Quoted text:

From e60e3e0dea0e900978d2d1c1fbcbbd4374b5a4a8 Mon Sep 17 00:00:00 2001
From: zxdawn <xinzhang1215@gmail.com>
Date: Fri, 28 May 2021 21:24:17 +0800
Subject: [PATCH 1/2] set bin without data to fill_value

---
 pyresample/bucket/__init__.py | 16 ++++++++++++----
 1 file changed, 12 insertions(+), 4 deletions(-)

diff --git a/pyresample/bucket/__init__.py b/pyresample/bucket/__init__.py
index ad0cf22e9..66c5296c0 100644
--- a/pyresample/bucket/__init__.py
+++ b/pyresample/bucket/__init__.py
@@ -139,13 +139,17 @@ def _get_indices(self):
         target_shape = self.target_area.shape
         self.idxs = self.y_idxs * target_shape[1] + self.x_idxs
 
-    def get_sum(self, data, skipna=True):
+    def get_sum(self, data, fill_value=np.nan, skipna=True):
         """Calculate sums for each bin with drop-in-a-bucket resampling.
 
         Parameters
         ----------
         data : Numpy or Dask array
             Data to be binned and summed.
+        fill_value : float
+            Fill value to mark missing/invalid values in the input data,
+            as well as in the binned and averaged output data.
+            Default: np.nan
         skipna : boolean (optional)
                 If True, skips NaN values for the sum calculation
                     (similarly to Numpy's `nansum`). Buckets containing only NaN are set to zero.
@@ -180,6 +184,10 @@ def get_sum(self, data, skipna=True):
         # TODO remove following line in favour of weights = data when dask histogram bug (issue #6935) is fixed
         sums = self._mask_bins_with_nan_if_not_skipna(skipna, data, out_size, sums)

Exercise prompt:
Do these statements agree with the patch above? For each, answer yes or no and quote the words of the patch that decide it. (a) The patch modifies a single file. (b) The new fill_value parameter defaults to zero. (c) When skipna is True, buckets holding only NaN values are set to zero.

Information supplied:
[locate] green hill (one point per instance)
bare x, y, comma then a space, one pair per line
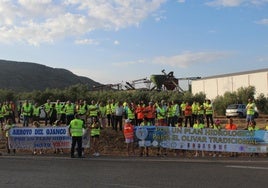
25, 76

Reply to the exercise:
(a) Yes: "1 file changed, 12 insertions(+), 4 deletions(-)"
(b) No: "Default: np.nan"
(c) Yes: "Buckets containing only NaN are set to zero."